## PROBLEM TO WORK ON
Extract, word for word, every line from the line containing "Check that every instance of the catcher carries" through the last line of the entries below, including both of those lines.

::::::

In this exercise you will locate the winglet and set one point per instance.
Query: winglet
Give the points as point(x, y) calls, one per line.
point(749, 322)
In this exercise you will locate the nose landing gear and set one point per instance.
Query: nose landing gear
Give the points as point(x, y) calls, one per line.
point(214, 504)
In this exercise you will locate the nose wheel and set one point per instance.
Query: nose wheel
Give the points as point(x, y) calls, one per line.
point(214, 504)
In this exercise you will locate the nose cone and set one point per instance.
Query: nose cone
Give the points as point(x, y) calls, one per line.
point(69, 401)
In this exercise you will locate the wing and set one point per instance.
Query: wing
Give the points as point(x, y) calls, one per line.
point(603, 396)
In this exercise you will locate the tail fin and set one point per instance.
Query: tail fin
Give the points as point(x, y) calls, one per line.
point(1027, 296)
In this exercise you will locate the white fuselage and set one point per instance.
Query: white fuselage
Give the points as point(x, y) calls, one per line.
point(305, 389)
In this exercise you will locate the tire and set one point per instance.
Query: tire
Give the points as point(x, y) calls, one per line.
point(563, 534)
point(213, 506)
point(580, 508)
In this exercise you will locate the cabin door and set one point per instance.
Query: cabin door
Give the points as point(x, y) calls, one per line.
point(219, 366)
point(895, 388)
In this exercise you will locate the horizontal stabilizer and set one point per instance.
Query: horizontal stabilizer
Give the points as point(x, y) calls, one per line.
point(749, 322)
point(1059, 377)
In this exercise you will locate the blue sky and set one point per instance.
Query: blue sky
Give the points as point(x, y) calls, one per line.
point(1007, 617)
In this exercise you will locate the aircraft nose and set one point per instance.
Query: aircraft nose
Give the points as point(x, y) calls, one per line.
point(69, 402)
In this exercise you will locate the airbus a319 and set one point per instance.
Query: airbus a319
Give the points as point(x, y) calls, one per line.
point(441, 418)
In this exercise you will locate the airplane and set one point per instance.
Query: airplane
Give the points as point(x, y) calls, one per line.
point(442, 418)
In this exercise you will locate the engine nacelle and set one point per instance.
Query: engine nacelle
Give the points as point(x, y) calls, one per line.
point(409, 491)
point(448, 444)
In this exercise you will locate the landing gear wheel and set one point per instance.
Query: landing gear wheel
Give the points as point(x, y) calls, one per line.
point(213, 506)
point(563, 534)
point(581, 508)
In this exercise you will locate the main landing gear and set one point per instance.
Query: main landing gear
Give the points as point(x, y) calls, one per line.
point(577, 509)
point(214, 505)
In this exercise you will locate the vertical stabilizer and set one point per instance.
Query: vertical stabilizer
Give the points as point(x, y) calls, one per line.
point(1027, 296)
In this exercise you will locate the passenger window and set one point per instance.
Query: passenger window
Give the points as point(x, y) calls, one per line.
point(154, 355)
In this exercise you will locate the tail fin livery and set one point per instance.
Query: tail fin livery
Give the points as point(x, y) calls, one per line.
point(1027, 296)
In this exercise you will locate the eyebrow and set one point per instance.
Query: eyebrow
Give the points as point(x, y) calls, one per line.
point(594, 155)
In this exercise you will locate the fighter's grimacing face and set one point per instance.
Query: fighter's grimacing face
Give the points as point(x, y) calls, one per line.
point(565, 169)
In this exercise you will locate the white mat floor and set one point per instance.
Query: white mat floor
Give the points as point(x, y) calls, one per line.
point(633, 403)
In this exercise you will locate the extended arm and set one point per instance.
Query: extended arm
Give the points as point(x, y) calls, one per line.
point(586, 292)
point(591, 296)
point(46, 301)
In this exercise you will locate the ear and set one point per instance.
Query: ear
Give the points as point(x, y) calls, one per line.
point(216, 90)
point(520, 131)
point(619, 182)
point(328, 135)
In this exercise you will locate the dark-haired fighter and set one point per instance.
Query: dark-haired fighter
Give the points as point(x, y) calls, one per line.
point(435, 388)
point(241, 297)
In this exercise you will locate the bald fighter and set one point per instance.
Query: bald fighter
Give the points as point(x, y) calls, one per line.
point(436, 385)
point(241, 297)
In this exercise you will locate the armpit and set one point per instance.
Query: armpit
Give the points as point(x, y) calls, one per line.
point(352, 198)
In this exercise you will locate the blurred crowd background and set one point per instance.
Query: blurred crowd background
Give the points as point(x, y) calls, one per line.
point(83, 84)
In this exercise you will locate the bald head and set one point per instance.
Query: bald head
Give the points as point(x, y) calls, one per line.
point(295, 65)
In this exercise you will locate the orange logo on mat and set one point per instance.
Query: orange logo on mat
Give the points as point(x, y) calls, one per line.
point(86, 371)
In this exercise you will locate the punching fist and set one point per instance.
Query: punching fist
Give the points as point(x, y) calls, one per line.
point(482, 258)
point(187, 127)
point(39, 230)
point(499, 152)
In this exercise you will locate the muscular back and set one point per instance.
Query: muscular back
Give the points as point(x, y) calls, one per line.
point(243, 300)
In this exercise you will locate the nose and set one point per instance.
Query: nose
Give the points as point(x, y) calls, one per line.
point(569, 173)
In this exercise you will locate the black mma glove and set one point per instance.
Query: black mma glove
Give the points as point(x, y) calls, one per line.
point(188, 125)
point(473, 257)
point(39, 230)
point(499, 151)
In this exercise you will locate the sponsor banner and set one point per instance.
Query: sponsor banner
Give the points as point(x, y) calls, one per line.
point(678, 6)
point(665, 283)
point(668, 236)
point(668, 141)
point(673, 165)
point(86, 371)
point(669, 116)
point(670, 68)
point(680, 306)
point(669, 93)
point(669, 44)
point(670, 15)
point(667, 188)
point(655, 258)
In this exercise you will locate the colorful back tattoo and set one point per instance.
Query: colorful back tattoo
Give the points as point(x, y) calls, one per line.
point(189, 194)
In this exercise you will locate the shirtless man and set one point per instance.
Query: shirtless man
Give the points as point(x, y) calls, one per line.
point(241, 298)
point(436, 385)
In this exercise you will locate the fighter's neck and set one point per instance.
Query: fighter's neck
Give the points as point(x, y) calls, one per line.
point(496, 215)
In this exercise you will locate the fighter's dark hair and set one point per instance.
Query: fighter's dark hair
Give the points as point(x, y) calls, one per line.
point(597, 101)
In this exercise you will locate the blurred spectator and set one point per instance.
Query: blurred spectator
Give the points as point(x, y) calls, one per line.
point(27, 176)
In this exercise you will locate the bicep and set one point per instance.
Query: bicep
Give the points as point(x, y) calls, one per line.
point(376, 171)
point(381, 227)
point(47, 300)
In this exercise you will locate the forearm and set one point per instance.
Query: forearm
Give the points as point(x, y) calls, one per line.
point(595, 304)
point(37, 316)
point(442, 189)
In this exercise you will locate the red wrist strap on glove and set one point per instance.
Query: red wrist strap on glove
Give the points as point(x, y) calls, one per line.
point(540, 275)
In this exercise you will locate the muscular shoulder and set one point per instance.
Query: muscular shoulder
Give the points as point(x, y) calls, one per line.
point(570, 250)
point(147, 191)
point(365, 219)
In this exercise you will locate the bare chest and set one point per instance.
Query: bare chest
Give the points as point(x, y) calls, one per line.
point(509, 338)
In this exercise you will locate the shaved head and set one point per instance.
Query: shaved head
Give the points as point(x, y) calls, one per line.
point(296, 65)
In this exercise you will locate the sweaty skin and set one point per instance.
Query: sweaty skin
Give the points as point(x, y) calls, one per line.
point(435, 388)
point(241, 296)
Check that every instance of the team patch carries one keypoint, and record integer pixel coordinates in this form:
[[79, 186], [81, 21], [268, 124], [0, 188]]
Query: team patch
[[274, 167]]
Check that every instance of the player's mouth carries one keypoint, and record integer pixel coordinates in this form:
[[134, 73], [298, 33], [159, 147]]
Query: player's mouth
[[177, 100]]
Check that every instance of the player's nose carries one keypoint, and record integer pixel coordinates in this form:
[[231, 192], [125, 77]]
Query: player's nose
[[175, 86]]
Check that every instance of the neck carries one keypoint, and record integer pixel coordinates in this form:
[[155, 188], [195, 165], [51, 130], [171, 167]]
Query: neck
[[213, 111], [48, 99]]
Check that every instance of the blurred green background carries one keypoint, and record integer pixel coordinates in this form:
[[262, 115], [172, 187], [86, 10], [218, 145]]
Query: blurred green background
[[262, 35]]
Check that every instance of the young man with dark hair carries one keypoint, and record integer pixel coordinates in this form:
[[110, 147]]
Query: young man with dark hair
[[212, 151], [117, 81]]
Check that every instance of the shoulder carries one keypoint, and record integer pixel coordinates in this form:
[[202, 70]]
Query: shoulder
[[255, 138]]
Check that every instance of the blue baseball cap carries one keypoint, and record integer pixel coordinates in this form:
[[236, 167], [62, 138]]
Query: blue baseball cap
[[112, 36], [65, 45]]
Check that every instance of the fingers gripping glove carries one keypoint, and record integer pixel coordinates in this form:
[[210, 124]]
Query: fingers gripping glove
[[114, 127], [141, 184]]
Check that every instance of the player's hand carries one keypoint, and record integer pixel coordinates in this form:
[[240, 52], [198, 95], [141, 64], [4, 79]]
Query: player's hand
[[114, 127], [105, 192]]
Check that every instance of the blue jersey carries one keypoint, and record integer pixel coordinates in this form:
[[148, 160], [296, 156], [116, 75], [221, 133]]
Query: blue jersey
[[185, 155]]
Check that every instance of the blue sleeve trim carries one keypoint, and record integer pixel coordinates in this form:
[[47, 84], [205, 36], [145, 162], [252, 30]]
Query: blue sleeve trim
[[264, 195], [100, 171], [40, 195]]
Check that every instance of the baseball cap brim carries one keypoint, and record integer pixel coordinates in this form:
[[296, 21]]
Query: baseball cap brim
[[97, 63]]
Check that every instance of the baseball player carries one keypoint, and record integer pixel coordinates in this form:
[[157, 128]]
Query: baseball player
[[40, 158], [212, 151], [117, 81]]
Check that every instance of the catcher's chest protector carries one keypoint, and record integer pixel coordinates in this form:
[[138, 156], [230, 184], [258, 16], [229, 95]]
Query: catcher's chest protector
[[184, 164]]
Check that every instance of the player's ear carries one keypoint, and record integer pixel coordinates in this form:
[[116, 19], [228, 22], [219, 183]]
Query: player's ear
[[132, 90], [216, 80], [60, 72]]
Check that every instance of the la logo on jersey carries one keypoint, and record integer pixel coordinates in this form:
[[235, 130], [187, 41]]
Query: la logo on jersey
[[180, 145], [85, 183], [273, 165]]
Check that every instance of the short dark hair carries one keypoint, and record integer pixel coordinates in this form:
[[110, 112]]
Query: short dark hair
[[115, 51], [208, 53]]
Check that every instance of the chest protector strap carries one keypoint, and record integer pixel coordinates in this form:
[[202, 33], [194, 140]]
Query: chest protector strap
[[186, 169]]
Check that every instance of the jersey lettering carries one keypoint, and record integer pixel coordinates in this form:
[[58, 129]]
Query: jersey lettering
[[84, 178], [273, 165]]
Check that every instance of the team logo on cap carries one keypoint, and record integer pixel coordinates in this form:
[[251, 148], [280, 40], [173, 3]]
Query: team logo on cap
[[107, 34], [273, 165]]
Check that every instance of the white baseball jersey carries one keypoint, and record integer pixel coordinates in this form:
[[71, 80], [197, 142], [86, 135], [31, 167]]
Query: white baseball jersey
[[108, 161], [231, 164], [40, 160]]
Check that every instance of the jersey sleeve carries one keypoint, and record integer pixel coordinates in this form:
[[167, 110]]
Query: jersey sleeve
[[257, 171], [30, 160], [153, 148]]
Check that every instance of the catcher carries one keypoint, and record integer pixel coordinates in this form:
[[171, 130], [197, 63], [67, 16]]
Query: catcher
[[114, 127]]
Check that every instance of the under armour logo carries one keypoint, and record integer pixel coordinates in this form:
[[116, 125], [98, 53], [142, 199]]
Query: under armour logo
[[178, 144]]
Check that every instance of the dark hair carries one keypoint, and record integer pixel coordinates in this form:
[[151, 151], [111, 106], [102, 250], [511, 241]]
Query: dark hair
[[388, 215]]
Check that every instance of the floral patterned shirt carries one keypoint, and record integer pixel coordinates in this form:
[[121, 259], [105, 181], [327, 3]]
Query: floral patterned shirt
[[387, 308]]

::::::

## FULL SOLUTION
Check that every instance of the catcher carries one keypoint, and record integer pixel coordinates in this form:
[[171, 130], [197, 63], [67, 16]]
Query: catcher
[[114, 127]]
Check that every instance of the under armour logo carries one keypoint, and record integer pixel coordinates in this form:
[[116, 125], [98, 53], [142, 199]]
Query: under armour logo
[[178, 144]]
Check that every instance of the dark hair carries one keypoint, and record integer pixel coordinates in this form:
[[151, 151], [111, 106], [102, 250], [511, 241]]
Query: dark hair
[[388, 215]]
Check that every instance of the floral patterned shirt carries one keypoint, and record integer pixel coordinates in this form:
[[121, 259], [105, 181], [327, 3]]
Query: floral patterned shirt
[[387, 308]]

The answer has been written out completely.